READING PASSAGE:
The consolidated financial statements of Grupo Simec, S.A.B. de C.V. and its Subsidiaries for the periods presented have been prepared in accordance with the International Financial Reporting Standards (IFRS) issued by the International Accounting Standards Board (IASB). IFRS also includes all current International Accounting Standards (IAS), in force, as well as all related interpretations issued by the IFRS Interpretations Committee (IFRIC), including those issued previously by the Standing Interpretations Committee. The company applied the effective IFRS as of December 31, 2018.

 

a.        International Financial Reporting Standards, not in force yet.

 

Below are the rules and amendments that could have an effect on Simec's financial information, which were issued by the IASB, but are not in effect at the date of these financial statements

 

Rules applicable starting from 2018:

 

a)  IFRS 15- Revenue from contracts with customers.

 

The IASB has published a new standard, IFRS 15- Income from contracts with customers (IFRS 15 or the new standard). The new standard describes a single comprehensive model for accounting of revenue from customer contracts and replaces current revenue recognition guidelines included in IFRS standards and interpretations.

 

The basic principle of the new rule is that an entity must recognize the income that represents the transfer of goods or services promised to the client, valued by the amount that the entity expects to receive in exchange for such goods or services.

PROVIDED DATA:
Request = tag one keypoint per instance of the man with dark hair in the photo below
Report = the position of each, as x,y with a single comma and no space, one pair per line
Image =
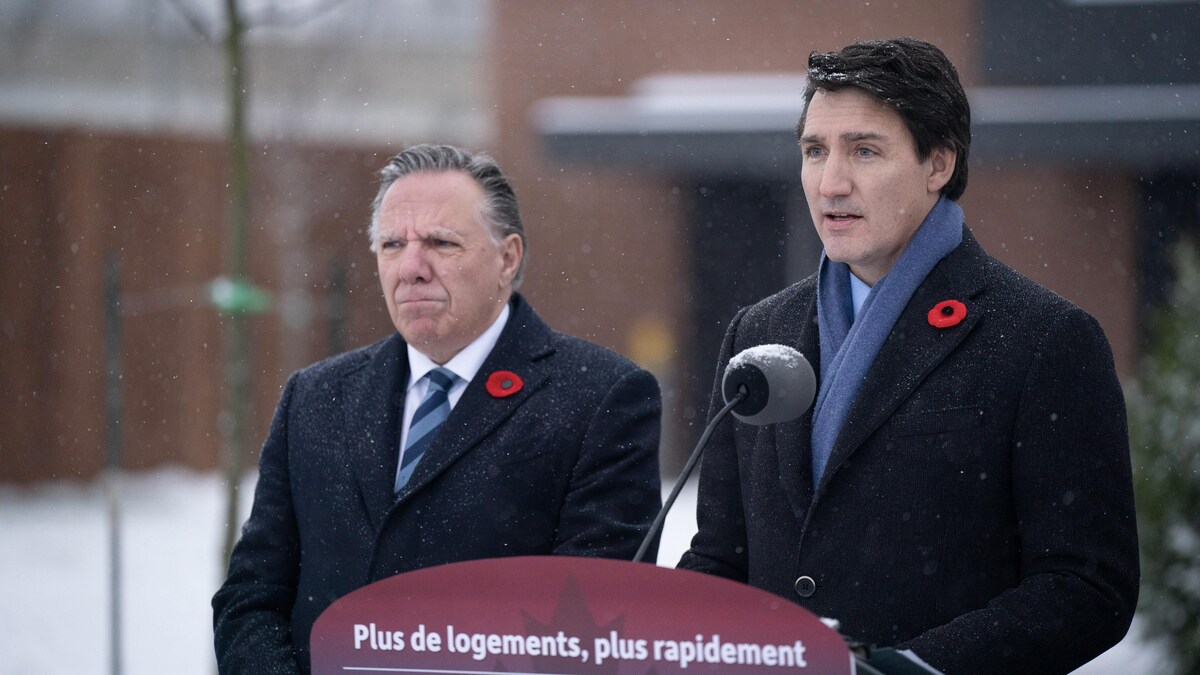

SET TASKS:
1. Update the passage on Grupo Simec's financial reporting standards, everything from "Rules applicable starting" down to "goods or services.", with "IASB" replaced by "International Accounting Standards Board".
2. Go on with the passage on Grupo Simec's financial reporting standards from where it stops.

RESULTS OF THE TASKS:
1.
Rules applicable starting from 2018:

 

a)  IFRS 15- Revenue from contracts with customers.

 

The International Accounting Standards Board has published a new standard, IFRS 15- Income from contracts with customers (IFRS 15 or the new standard). The new standard describes a single comprehensive model for accounting of revenue from customer contracts and replaces current revenue recognition guidelines included in IFRS standards and interpretations.

 

The basic principle of the new rule is that an entity must recognize the income that represents the transfer of goods or services promised to the client, valued by the amount that the entity expects to receive in exchange for such goods or services.

2.
The entities must:

 

• Identify the contracts with clients which are within the scope of the new standard;

 

• Identify the performance obligations in the contract: i) sales of goods or services separately, ii) sales dependent or interrelated with other products or services; (iii) homogeneous and consistent sales;

 

• Determine the price of the transaction: i) variable consideration and restricted estimates, ii) time value of money and financing component, iii) non-monetary consideration, iv) consideration paid to the customer;

 

• Distribute the transaction price among each separable performance obligation; and

 

• Recognize income when each performance obligation is met: (i) over time, (ii) at a point in time.

 

The new IFRS 15 increases disclosures on income and is effective for periods beginning on or after January 1, 2018, allowing for early application. Entities may choose to retroactively apply the standard or use a modified approach in the year of application.

 

b) IFRS 9 (2014) - Financial Instruments.

 

The IASB published IFRS 9 (2009) and IFRS 9 (2010) which introduced new classification and valuation requirements, and in 2013 disclosed a new model for hedge accounting. IFRS 9 published in July 2014 represents the final version of the standard, supersedes previous versions of IFRS 9, and completes the IASB project to replace IAS 39, Financial Instruments.

 

IFRS 9 (2014) includes a logical model for classification and valuation, a single, forward-looking model of impairment, and an approach with substantive changes to hedge accounting.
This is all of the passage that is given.